¿Puedes reproducir del fragmento sobre Meaulnes y Seurel la parte que empieza con las palabras "Muere también el" y termina con "saben muy poco.", actualizándola para que diga "en silencio" donde dice "serenamente"?

### Fragmento proporcionado
__________
Le toca a Seurel bajar el cadáver desde su cuarto hasta el ataúd, en la planta
baja, y allí conoce, cara a cara, en la hermosa cara de Ivonne de Galais, ya no
en el presentimiento sino en un cuerpo ganado por ella, la muerte, la grande:
“Agarrado del cuerpo inerte y pesado, inclino la cabeza sobre la cabeza de
ella, respiro con fuerza y sus cabellos rubios aspirados me entran en la boca;
cabellos muertos que tienen un sabor a tierra. Ese sabor a tierra y a muerte,
ese peso sobre el corazón, es todo lo que queda para mí de la gran aventura, y
de ti, Ivonne de Galais, mujer a quien tanto buscamos, mujer tan amada...”.
Muere también el señor de Galais, se apaga pacíficamente; lo llora
serenamente Seurel, sentado a la cabecera
de ese viejo encantador, cuya manera de pensar indulgente y la fantasía aliada
a la de su hijo habían sido la causa de toda nuestra aventura. Con igual
firmeza, pese a su desesperanza y su errancia atormentada, se entera Agustín
Meaulnes , cuando por fin regresa a Sablonnières, de la muerte de Ivonne de
Galais:
“-¡Ah!- dijo con voz breve- Está
muerta, ¿no es cierto?”
Conocen el señorío de la muerte, vacilan por
momentos, aturdidos, y siguen su aventura vital. Ya son hombres, todavía con
aires infantiles, y comprenden que la felicidad y la muerte están a la vuelta
de la esquina o junto a ellos o andan con ellos todo el tiempo y ahora saben
más de la vida y aún saben muy poco.
4
Después de arreglar el encuentro de
Frantz de Galais y Valentina, la amada esquiva, después de unirlos tal vez para
siempre, Meaulnes regresa con ellos a Sablonnières, donde Seurel ya se ha
encariñado con la hija de Agustín e Ivonne. Sabe Seurel que tarde o temprano
Agustín envolverá a la niña en un abrigo y partirá con ella hacia nuevas
aventuras. De todas maneras, ya Meaulnes es un hombre que vive con el pensamiento horrible de que ha renunciado
al paraíso y da pasos de ciego a las
puertas del infierno. Quizás exagera Agustín Meaulnes, por la amargura del
momento, cuando ya no alberga esperanzas de encontrar a Valentina y juntarla
con Frantz, que entonces andaba de saltimbanqui de un pueblo a otro.
__________
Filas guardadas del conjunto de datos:
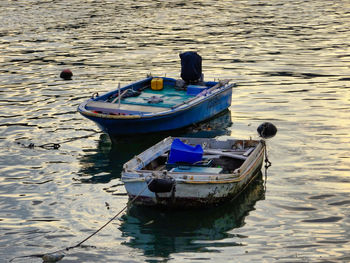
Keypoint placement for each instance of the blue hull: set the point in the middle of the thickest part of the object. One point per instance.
(178, 117)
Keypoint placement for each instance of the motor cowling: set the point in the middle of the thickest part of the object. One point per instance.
(161, 185)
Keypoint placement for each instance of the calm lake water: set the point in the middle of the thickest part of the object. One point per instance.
(291, 63)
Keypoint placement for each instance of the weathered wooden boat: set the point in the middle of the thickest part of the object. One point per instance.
(157, 104)
(192, 172)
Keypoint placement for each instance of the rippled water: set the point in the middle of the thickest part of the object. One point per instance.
(291, 61)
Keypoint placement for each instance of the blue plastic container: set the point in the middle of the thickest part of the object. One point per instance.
(184, 153)
(194, 90)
__________
### Problema resuelto
Muere también el señor de Galais, se apaga pacíficamente; lo llora
en silencio Seurel, sentado a la cabecera
de ese viejo encantador, cuya manera de pensar indulgente y la fantasía aliada
a la de su hijo habían sido la causa de toda nuestra aventura. Con igual
firmeza, pese a su desesperanza y su errancia atormentada, se entera Agustín
Meaulnes , cuando por fin regresa a Sablonnières, de la muerte de Ivonne de
Galais:
“-¡Ah!- dijo con voz breve- Está
muerta, ¿no es cierto?”
Conocen el señorío de la muerte, vacilan por
momentos, aturdidos, y siguen su aventura vital. Ya son hombres, todavía con
aires infantiles, y comprenden que la felicidad y la muerte están a la vuelta
de la esquina o junto a ellos o andan con ellos todo el tiempo y ahora saben
más de la vida y aún saben muy poco.